Your goal: Copy out every line of the rows below that contains the string "flower". Case counts.

-- start of Data extract --

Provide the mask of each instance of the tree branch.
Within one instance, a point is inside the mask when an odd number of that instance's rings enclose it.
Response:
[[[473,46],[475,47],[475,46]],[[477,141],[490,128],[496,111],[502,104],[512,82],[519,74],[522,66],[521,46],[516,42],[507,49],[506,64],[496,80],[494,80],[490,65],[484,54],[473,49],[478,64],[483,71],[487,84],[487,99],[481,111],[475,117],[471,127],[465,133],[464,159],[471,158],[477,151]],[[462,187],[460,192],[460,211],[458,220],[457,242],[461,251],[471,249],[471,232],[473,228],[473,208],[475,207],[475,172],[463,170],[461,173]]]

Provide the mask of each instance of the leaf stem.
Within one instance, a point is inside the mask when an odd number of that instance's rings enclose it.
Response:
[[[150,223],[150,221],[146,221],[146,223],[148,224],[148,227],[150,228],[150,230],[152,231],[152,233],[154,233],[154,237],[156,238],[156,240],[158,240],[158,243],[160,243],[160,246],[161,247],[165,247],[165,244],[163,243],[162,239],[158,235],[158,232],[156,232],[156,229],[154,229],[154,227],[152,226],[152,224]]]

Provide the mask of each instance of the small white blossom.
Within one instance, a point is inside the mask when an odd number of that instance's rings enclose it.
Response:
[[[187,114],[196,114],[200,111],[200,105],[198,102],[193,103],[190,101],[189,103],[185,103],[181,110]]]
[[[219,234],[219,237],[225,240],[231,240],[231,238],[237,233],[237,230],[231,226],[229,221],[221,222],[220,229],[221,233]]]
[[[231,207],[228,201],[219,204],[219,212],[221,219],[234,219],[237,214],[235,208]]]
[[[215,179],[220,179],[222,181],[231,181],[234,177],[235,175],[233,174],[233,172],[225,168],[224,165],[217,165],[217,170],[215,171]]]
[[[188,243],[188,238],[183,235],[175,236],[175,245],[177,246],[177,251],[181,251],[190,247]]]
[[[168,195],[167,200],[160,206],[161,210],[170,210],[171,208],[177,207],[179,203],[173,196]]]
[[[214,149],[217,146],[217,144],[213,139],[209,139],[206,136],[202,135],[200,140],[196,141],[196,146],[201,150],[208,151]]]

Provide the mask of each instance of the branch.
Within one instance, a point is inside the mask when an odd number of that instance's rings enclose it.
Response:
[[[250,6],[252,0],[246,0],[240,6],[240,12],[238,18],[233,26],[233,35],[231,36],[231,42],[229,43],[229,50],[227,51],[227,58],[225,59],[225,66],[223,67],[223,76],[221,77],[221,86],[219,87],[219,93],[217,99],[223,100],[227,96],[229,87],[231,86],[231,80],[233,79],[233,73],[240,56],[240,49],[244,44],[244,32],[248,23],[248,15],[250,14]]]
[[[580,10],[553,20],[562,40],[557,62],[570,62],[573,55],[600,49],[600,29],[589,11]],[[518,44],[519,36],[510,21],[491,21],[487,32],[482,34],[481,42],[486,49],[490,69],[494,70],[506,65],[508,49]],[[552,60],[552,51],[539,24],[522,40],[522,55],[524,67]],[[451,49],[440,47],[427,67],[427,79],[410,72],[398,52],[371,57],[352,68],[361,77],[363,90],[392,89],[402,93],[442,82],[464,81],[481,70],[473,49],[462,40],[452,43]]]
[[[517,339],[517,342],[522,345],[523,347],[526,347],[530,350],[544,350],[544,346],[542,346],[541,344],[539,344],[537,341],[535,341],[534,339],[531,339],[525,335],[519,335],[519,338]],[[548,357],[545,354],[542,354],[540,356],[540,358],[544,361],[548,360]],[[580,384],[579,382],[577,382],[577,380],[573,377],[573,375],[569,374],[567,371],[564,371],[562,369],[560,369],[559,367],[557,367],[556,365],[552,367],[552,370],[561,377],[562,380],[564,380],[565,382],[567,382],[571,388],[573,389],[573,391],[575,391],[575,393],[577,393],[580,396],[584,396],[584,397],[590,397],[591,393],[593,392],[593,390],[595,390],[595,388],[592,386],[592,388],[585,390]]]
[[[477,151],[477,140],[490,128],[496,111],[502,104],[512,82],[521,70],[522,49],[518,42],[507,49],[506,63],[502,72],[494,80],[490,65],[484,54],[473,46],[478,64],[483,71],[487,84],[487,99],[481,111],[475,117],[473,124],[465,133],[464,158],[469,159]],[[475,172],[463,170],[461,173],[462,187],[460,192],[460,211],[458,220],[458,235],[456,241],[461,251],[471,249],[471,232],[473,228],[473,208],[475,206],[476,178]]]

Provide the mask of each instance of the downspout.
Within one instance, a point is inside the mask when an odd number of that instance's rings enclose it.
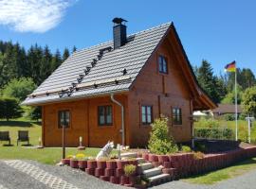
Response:
[[[121,103],[119,103],[119,101],[117,101],[114,98],[114,94],[110,94],[111,100],[116,103],[117,105],[119,105],[119,107],[121,107],[121,145],[124,146],[125,145],[125,133],[124,133],[124,108],[123,105]]]

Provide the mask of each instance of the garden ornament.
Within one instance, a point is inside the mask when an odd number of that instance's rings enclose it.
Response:
[[[109,157],[111,151],[114,148],[114,142],[108,142],[105,146],[98,153],[96,160],[100,160],[101,158],[107,158]]]

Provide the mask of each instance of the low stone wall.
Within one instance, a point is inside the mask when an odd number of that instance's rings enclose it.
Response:
[[[168,173],[174,180],[176,180],[224,168],[243,160],[256,157],[256,146],[207,154],[203,158],[195,158],[192,153],[172,155],[143,153],[140,156],[146,161],[152,162],[155,166],[163,165],[163,173]]]
[[[72,168],[79,168],[85,171],[87,174],[95,176],[104,181],[125,186],[133,186],[137,177],[139,177],[137,170],[133,176],[126,177],[124,175],[124,166],[126,164],[134,164],[137,167],[137,162],[136,160],[85,161],[63,159],[62,163]]]

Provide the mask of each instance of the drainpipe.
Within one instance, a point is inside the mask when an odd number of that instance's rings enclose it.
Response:
[[[119,103],[119,101],[117,101],[115,98],[114,98],[114,94],[110,94],[110,97],[111,97],[111,100],[118,104],[119,107],[121,107],[121,145],[124,146],[125,145],[125,135],[124,135],[124,108],[123,108],[123,105],[121,103]]]

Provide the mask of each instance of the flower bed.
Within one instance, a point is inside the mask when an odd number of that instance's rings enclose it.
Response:
[[[163,173],[170,174],[173,179],[185,178],[229,166],[247,158],[256,157],[256,146],[235,150],[207,154],[177,153],[172,155],[142,154],[154,165],[163,165]]]
[[[178,180],[224,168],[247,158],[256,157],[256,146],[207,155],[200,152],[188,152],[170,155],[138,153],[137,156],[144,158],[147,162],[151,162],[154,166],[162,165],[163,173],[169,174],[173,180]],[[135,159],[96,161],[73,157],[73,159],[64,159],[62,162],[64,164],[73,168],[80,168],[102,180],[125,186],[134,186],[137,180],[140,179],[141,174],[141,171],[137,168],[137,162]],[[126,167],[127,165],[130,167]],[[133,174],[132,170],[135,170]],[[127,174],[128,172],[130,174]]]

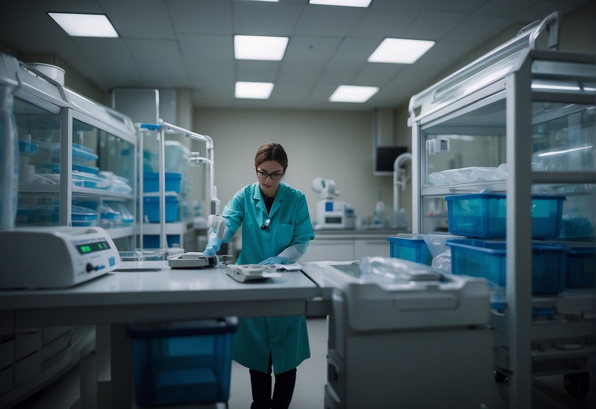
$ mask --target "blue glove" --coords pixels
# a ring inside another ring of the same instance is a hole
[[[287,263],[287,262],[288,261],[285,257],[280,257],[280,256],[275,256],[275,257],[269,257],[265,261],[262,261],[259,264],[261,265],[285,264]]]
[[[206,256],[215,256],[215,253],[219,251],[219,247],[222,244],[222,239],[219,237],[213,237],[209,243],[203,251],[203,254]]]

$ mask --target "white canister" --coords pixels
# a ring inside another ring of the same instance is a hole
[[[64,86],[64,70],[60,67],[44,63],[27,63],[27,65],[45,74],[63,86]]]

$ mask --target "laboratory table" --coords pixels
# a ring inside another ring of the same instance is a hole
[[[86,368],[81,378],[84,407],[131,407],[126,323],[321,315],[329,310],[321,288],[300,271],[241,283],[216,267],[172,269],[163,261],[120,265],[120,269],[132,267],[138,271],[112,272],[68,289],[0,291],[0,312],[15,327],[97,326],[97,354],[82,365]],[[95,379],[89,380],[89,374]],[[85,401],[89,398],[92,401]]]

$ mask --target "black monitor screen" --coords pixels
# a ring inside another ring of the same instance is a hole
[[[376,172],[393,172],[395,158],[405,153],[405,146],[380,146],[377,148]]]

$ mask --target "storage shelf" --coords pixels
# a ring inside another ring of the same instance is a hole
[[[39,194],[41,193],[58,194],[60,191],[60,184],[42,184],[39,183],[20,183],[18,184],[19,194]],[[133,200],[135,195],[129,193],[119,193],[118,192],[103,189],[91,189],[85,187],[73,186],[72,196],[77,197],[92,196],[103,197],[105,200]]]
[[[126,227],[114,227],[114,228],[105,229],[112,240],[114,238],[121,238],[132,236],[135,233],[135,228],[133,226]]]

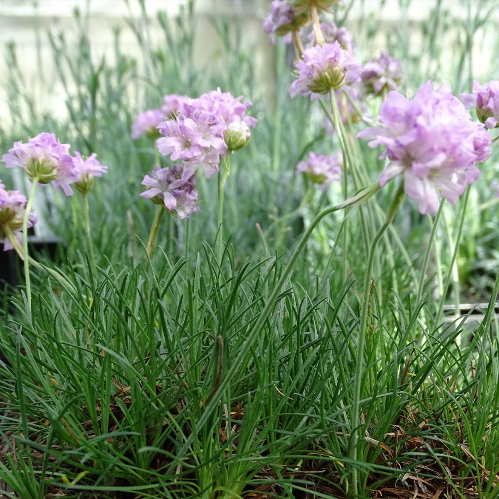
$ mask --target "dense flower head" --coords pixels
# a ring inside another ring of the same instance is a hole
[[[355,52],[355,45],[353,42],[353,36],[344,26],[339,28],[333,21],[330,22],[321,22],[320,30],[322,32],[324,41],[326,43],[334,43],[337,41],[344,50],[348,50],[352,53]],[[309,39],[312,45],[317,43],[313,30],[310,32]]]
[[[134,140],[140,137],[157,139],[159,137],[158,126],[165,120],[165,113],[162,109],[148,109],[141,113],[132,125],[130,137]]]
[[[94,177],[102,177],[107,172],[107,167],[101,165],[97,160],[96,155],[92,153],[86,159],[76,151],[73,159],[74,171],[77,177],[74,187],[84,195],[92,188]]]
[[[312,100],[355,81],[360,71],[357,59],[337,41],[306,49],[296,65],[298,79],[291,84],[291,96],[310,95]]]
[[[0,243],[3,250],[11,250],[12,244],[7,237],[7,231],[11,231],[19,241],[22,239],[22,222],[26,214],[26,197],[18,191],[7,191],[0,181]],[[36,222],[32,213],[29,214],[28,227]]]
[[[221,157],[227,153],[225,137],[231,124],[245,123],[249,127],[256,123],[254,118],[246,114],[251,102],[241,102],[242,98],[218,88],[187,100],[174,118],[158,127],[165,136],[157,142],[160,152],[170,155],[174,161],[185,162],[193,169],[200,166],[207,178],[211,177],[218,171]]]
[[[304,173],[308,180],[325,189],[335,181],[339,181],[343,167],[341,151],[332,156],[311,152],[306,161],[300,161],[296,166],[296,174]]]
[[[357,134],[383,145],[390,162],[380,179],[384,185],[404,176],[407,194],[419,200],[421,213],[435,213],[439,196],[455,204],[469,184],[480,176],[476,163],[491,154],[491,138],[474,122],[447,84],[433,89],[427,81],[412,100],[391,91],[380,108],[382,125]]]
[[[379,57],[362,66],[360,78],[366,93],[380,95],[398,88],[402,73],[400,61],[391,57],[383,50]]]
[[[263,19],[263,31],[275,43],[275,36],[283,36],[298,30],[308,20],[308,14],[299,12],[294,6],[293,0],[272,0],[270,11]],[[289,42],[290,40],[286,40]]]
[[[163,104],[161,111],[163,116],[167,118],[172,118],[178,112],[180,106],[189,98],[187,95],[178,95],[177,94],[169,94],[163,96]]]
[[[140,195],[158,205],[164,205],[172,215],[189,218],[199,211],[196,173],[185,165],[177,164],[171,168],[157,167],[144,177],[142,185],[149,188]]]
[[[71,196],[69,184],[76,181],[76,176],[69,151],[68,144],[61,144],[54,134],[42,132],[25,144],[14,142],[1,160],[7,168],[22,168],[30,181],[51,183],[56,189],[60,186],[66,196]]]
[[[476,80],[473,93],[460,94],[467,109],[475,108],[478,119],[488,128],[499,127],[499,80],[493,80],[483,87]]]

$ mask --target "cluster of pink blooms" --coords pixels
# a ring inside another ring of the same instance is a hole
[[[175,164],[171,168],[157,167],[144,177],[142,185],[149,189],[140,195],[158,205],[164,205],[172,215],[180,219],[188,218],[194,212],[198,191],[196,173],[184,165]]]
[[[25,143],[14,142],[1,160],[7,168],[22,168],[30,181],[36,180],[40,184],[51,183],[56,189],[60,187],[66,196],[71,196],[71,184],[88,184],[94,176],[105,173],[107,167],[97,161],[95,154],[86,161],[78,152],[73,158],[69,154],[69,147],[68,144],[61,144],[54,134],[42,132]]]
[[[132,126],[130,136],[134,140],[140,137],[157,139],[158,127],[167,117],[175,115],[181,104],[189,98],[186,95],[170,94],[163,97],[163,105],[159,109],[148,109],[137,116]]]
[[[84,195],[91,188],[94,177],[102,176],[107,168],[99,163],[95,154],[84,159],[77,152],[72,157],[69,147],[68,144],[61,144],[54,134],[43,132],[25,143],[14,142],[1,161],[7,168],[22,168],[31,182],[51,183],[56,189],[61,187],[66,196],[73,194],[71,186],[74,185]],[[6,191],[0,183],[0,242],[3,243],[4,250],[11,249],[12,246],[6,242],[2,227],[8,227],[20,239],[26,202],[22,194],[17,191]],[[31,227],[36,219],[32,214],[29,217],[28,227]]]
[[[250,128],[256,120],[246,114],[250,102],[220,88],[197,99],[181,96],[167,103],[167,97],[170,112],[157,127],[163,136],[157,144],[162,155],[180,162],[146,175],[142,184],[149,189],[141,195],[164,204],[175,216],[187,218],[198,211],[197,169],[201,168],[207,178],[219,171],[222,158],[248,144]]]
[[[296,165],[296,174],[304,173],[311,182],[319,184],[324,189],[340,180],[342,167],[341,151],[328,156],[311,152],[306,161],[300,161]]]
[[[207,178],[211,177],[219,171],[221,158],[228,151],[246,145],[250,127],[256,123],[254,118],[246,114],[251,102],[243,102],[242,98],[218,88],[197,99],[187,99],[174,118],[159,127],[164,136],[157,142],[159,152],[193,169],[199,167]],[[244,140],[235,140],[235,132]]]
[[[7,230],[20,242],[22,239],[22,222],[26,214],[26,199],[18,191],[7,191],[0,181],[0,243],[6,251],[12,249],[7,236]],[[36,219],[30,213],[28,227],[32,227]]]
[[[466,109],[475,108],[478,119],[488,128],[499,126],[499,80],[490,81],[483,87],[476,80],[473,93],[461,94]]]
[[[371,147],[383,146],[381,158],[390,160],[381,185],[398,175],[404,188],[420,201],[421,213],[436,213],[439,197],[452,204],[466,186],[480,176],[476,166],[491,155],[491,138],[474,122],[448,84],[433,89],[431,81],[412,100],[390,92],[380,108],[381,125],[357,136],[372,139]]]

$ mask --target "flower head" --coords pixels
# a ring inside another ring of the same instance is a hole
[[[3,244],[3,250],[11,250],[12,244],[7,236],[8,229],[15,238],[22,239],[22,223],[26,214],[26,199],[18,191],[7,191],[0,181],[0,243]],[[32,227],[36,218],[29,214],[28,227]]]
[[[142,185],[149,189],[140,195],[158,205],[164,205],[172,215],[189,218],[199,211],[196,206],[196,172],[186,165],[177,164],[171,168],[155,168],[144,177]]]
[[[491,139],[474,122],[449,86],[434,90],[430,81],[408,100],[390,92],[380,108],[382,125],[367,128],[358,137],[372,139],[369,145],[383,145],[381,157],[390,163],[380,179],[384,185],[404,176],[406,192],[420,201],[421,213],[435,213],[439,196],[452,204],[480,176],[476,163],[491,154]]]
[[[275,43],[275,36],[282,36],[297,31],[308,20],[308,13],[300,12],[293,6],[293,0],[272,0],[270,11],[263,19],[263,31]],[[290,40],[288,40],[290,41]]]
[[[148,109],[141,113],[132,125],[130,137],[134,140],[144,136],[157,139],[159,137],[158,126],[164,121],[165,116],[162,109]]]
[[[296,165],[296,174],[304,173],[311,182],[319,184],[324,189],[339,180],[342,167],[341,151],[330,156],[311,152],[306,161],[300,161]]]
[[[291,96],[310,95],[312,100],[355,81],[360,71],[357,59],[337,41],[306,49],[296,68],[298,77],[291,84]]]
[[[157,142],[160,152],[174,161],[184,161],[193,169],[200,166],[207,178],[211,177],[218,171],[221,157],[227,153],[225,137],[228,127],[234,123],[248,127],[256,124],[256,120],[246,114],[251,102],[242,102],[242,98],[218,88],[186,100],[174,118],[159,127],[165,136]]]
[[[489,82],[483,87],[475,80],[473,93],[461,94],[467,109],[475,107],[478,119],[488,128],[499,127],[499,80]]]
[[[391,57],[383,50],[379,57],[362,66],[360,78],[366,93],[380,95],[398,87],[402,82],[402,72],[400,61]]]
[[[320,29],[324,36],[324,41],[326,43],[334,43],[337,41],[344,50],[348,50],[352,54],[355,51],[355,45],[353,43],[353,36],[352,33],[344,26],[338,27],[333,21],[330,22],[321,22]],[[315,35],[312,30],[309,35],[309,39],[311,44],[315,45]]]
[[[25,144],[14,142],[1,160],[7,168],[22,168],[30,181],[51,183],[56,189],[60,186],[66,196],[71,196],[73,191],[69,184],[76,181],[76,176],[69,151],[68,144],[61,144],[54,134],[43,132]]]
[[[102,177],[103,173],[107,172],[107,167],[99,163],[95,153],[92,153],[85,160],[77,151],[74,155],[73,163],[78,178],[75,182],[74,187],[84,196],[92,188],[94,177]]]

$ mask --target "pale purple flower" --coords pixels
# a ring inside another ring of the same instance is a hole
[[[7,237],[5,229],[10,230],[20,242],[22,241],[26,203],[25,196],[18,191],[7,191],[0,181],[0,243],[3,244],[4,251],[11,250],[13,247]],[[30,213],[28,228],[32,227],[36,222],[36,218]]]
[[[390,163],[380,184],[403,175],[405,191],[419,200],[421,213],[436,213],[439,196],[455,204],[467,185],[480,176],[476,163],[491,154],[489,134],[473,121],[447,84],[434,90],[428,81],[412,100],[390,92],[379,118],[382,126],[357,136],[373,139],[371,147],[386,148],[380,157]]]
[[[156,204],[164,205],[172,215],[179,218],[189,218],[199,211],[196,172],[185,165],[175,164],[171,168],[155,168],[146,175],[142,185],[149,189],[140,195]]]
[[[221,157],[227,153],[224,136],[229,125],[242,122],[252,127],[256,123],[246,114],[251,102],[242,99],[218,88],[182,103],[176,116],[158,127],[165,136],[157,141],[160,152],[193,169],[201,167],[209,178],[218,171]]]
[[[296,68],[298,79],[291,84],[291,96],[310,95],[312,100],[320,98],[321,94],[331,89],[337,90],[352,83],[360,72],[357,59],[337,41],[306,49]]]
[[[341,46],[341,48],[345,50],[348,50],[352,53],[355,51],[355,45],[353,42],[353,36],[352,33],[344,26],[338,27],[333,21],[330,22],[321,22],[320,29],[324,36],[324,41],[326,43],[334,43],[337,41]],[[308,39],[311,45],[315,45],[315,35],[313,30],[310,32]]]
[[[270,11],[263,19],[263,31],[270,35],[270,42],[275,43],[275,37],[285,36],[285,43],[290,43],[289,36],[307,21],[308,16],[299,12],[293,6],[292,0],[272,0]]]
[[[177,94],[169,94],[164,96],[163,105],[161,107],[163,116],[168,118],[174,117],[180,106],[189,98],[187,95],[178,95]]]
[[[148,109],[141,113],[132,125],[130,137],[134,140],[144,136],[157,138],[159,136],[158,126],[164,121],[165,115],[162,109]]]
[[[60,186],[66,196],[71,196],[69,184],[76,181],[76,176],[69,151],[68,144],[61,144],[54,134],[42,132],[25,144],[14,142],[1,160],[7,168],[22,168],[30,180],[51,183],[56,189]]]
[[[311,182],[319,184],[324,189],[340,180],[342,167],[341,151],[329,156],[311,152],[306,161],[300,161],[296,166],[296,174],[304,173]]]
[[[485,87],[475,80],[473,93],[460,97],[467,109],[476,108],[478,119],[488,128],[499,126],[499,80],[489,81]]]
[[[403,72],[400,61],[383,50],[379,57],[362,66],[360,78],[366,93],[380,95],[396,89],[402,82]]]
[[[103,173],[107,172],[107,167],[101,165],[96,159],[96,155],[92,153],[86,159],[76,151],[73,159],[74,171],[78,180],[74,187],[83,195],[85,195],[92,188],[94,177],[102,177]]]

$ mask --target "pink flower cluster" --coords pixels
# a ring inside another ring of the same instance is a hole
[[[240,123],[249,127],[256,124],[256,120],[246,114],[251,102],[242,102],[242,98],[218,88],[197,99],[187,99],[175,117],[158,127],[164,136],[157,141],[160,152],[174,161],[183,161],[193,169],[199,166],[207,178],[211,177],[218,171],[221,158],[229,150],[225,135],[230,125]],[[248,128],[242,130],[247,142],[248,131]]]
[[[491,138],[474,122],[448,84],[433,89],[431,81],[412,100],[390,92],[380,108],[382,125],[357,136],[383,146],[390,160],[380,179],[384,186],[404,176],[407,194],[419,200],[421,213],[436,213],[439,197],[452,204],[480,176],[476,163],[491,155]]]
[[[26,203],[25,196],[18,191],[6,190],[0,181],[0,243],[3,243],[4,251],[12,249],[12,243],[7,237],[8,231],[11,232],[19,242],[22,241]],[[36,217],[30,213],[28,227],[32,227],[36,222]]]
[[[69,147],[61,144],[54,134],[42,132],[25,143],[14,142],[1,161],[7,168],[22,168],[30,181],[51,183],[56,189],[60,186],[66,196],[71,196],[71,184],[88,183],[94,175],[105,172],[106,167],[99,163],[95,154],[86,161],[78,152],[76,158],[72,157]]]

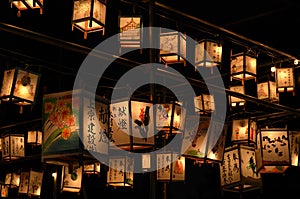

-- end of Data extract --

Solution to the problem:
Provide the mask of each instance of the flower bed.
$ mask --target "dense flower head" --coords pixels
$ mask --target "flower head" --coords pixels
$ mask --target "pale purple flower" --coords pixels
$ mask --target "pink flower cluster" --coords pixels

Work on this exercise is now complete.